# 节选:

○ ○ ○ ○ ○

与 numpy ndarray 的平均绝对偏差

Question

我使用一个 4D numpy 数组，在该数组中我沿着数组的第三维计算统计信息 mean, meadin, std，如下所示：

import numpy as np
input_shape = (1, 10, 4)
n_sample =20
X = np.random.uniform(0,1, (n_sample,)+input_shape)
X.shape
(20, 1, 10, 4)

然后我以这种方式计算mean, med, 和std-dev：

sta_fuc = (np.mean, np.median, np.std)
stat = np.concatenate([func(X, axis=2, keepdims=True) for func in sta_fuc], axis=2)

这样：

stat.shape
(20, 1, 3, 4)

表示沿该维度的mean, median 和std 的值。

然后我想添加列的平均绝对偏差mad 的值，以便统计信息为 (mean, median, std, mad)，但似乎numpy 没有为此提供函数。如何将mad添加到我的统计信息中？

编辑

至于第一个答案，使用定义的函数，即：

def mad(arr, axis=None, keepdims=True):
    median = np.median(arr, axis=axis, keepdims=True)
    mad = np.median(np.abs(arr-median, axis=axis, keepdims=keepdims),
                    axis=axis, keepdims=keepdims)
    return mad

然后将mad 添加到统计信息中，这会产生错误，如下所示：

sta_fuc = (np.mean, np.median, np.std, mad)
stat = np.concatenate([func(X, axis=2, keepdims=True) for func in sta_fuc], axis=2)

---------------------------------------------------------------------------

TypeError                                 Traceback (most recent call last)

○ ○ ○ ○ ○

# 数据部分:
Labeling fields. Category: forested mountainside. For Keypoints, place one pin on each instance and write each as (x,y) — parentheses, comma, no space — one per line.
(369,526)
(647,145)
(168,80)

○ ○ ○ ○ ○

# 任务要求:
**a.** 请输出关于 numpy 平均绝对偏差的节选中从"sta_fuc = (np.mean, np.median, np.std)"到"std, mad)，但似乎numpy 没有为此提供函数。如何将mad添加到我的统计信息中？"的文字，首尾两处均包括在内。
**b.** 请在关于 numpy 平均绝对偏差的节选最后一句之后续写下去。

# 答案列表:
**a.**
sta_fuc = (np.mean, np.median, np.std)
stat = np.concatenate([func(X, axis=2, keepdims=True) for func in sta_fuc], axis=2)

这样：

stat.shape
(20, 1, 3, 4)

表示沿该维度的mean, median 和std 的值。

然后我想添加列的平均绝对偏差mad 的值，以便统计信息为 (mean, median, std, mad)，但似乎numpy 没有为此提供函数。如何将mad添加到我的统计信息中？

**b.**
<ipython-input-22-dab51665f952> in <module>()
      1 sta_fuc = (np.mean, np.median, np.std, mad)
----> 2 stat = np.concatenate([func(X, axis=2, keepdims=True) for func in sta_fuc], axis=2)

1 frames

<ipython-input-21-84d735c8c516> in mad(arr, axis, keepdims)
      1 def mad(arr, axis=None, keepdims=True):
      2     median = np.median(arr, axis=axis, keepdims=True)
----> 3     mad = np.median(np.abs(arr-median, axis=axis, keepdims=keepdims),
      4                     axis=axis, keepdims=keepdims)
      5     return mad

TypeError: 'axis' is an invalid keyword to ufunc 'absolute'

EDIT-2

使用@Jussi 建议的scipy 函数也会产生如下错误： from scipy.stats import median_absolute_deviation as mad

sta_fuc = (np.mean, np.median, np.std, mad)
stat = np.concatenate([func(X, axis=2, keepdims=True) for func in sta_fuc], axis=2)

TypeError: median_absolute_deviation() got an unexpected keyword argument 'keepdims'

Answer 1

我不知道使用 numpy 的内置解决方案。但是您可以使用 mad = median(abs(a - median(a))) 相当容易地基于 numpy 函数实现它。

def mad(arr, axis=None, keepdims=True):
    median = np.median(arr, axis=axis, keepdims=True)
    mad = np.median(np.abs(arr-median),axis=axis, keepdims=keepdims)
    return mad

Answer 2

通常，我看到 MAD 指的是中值绝对偏差。如果这是您想要的，它可以在 SciPy 库中以 scipy.stats.median_absolute_deviation() 的形式提供。

自己编写合适的函数也很容易。

编辑：这是一个带有 keepdims 参数的 MAD 函数：

def mad(data, axis=None, scale=1.4826, keepdims=False):
    """Median absolute deviation (MAD).
    
    Defined as the median absolute deviation from the median of the data. A
    robust alternative to stddev. Results should be identical to
    scipy.stats.median_absolute_deviation(), which does not take a keepdims
    argument.

    Parameters
    ----------
    data : array_like
        The data.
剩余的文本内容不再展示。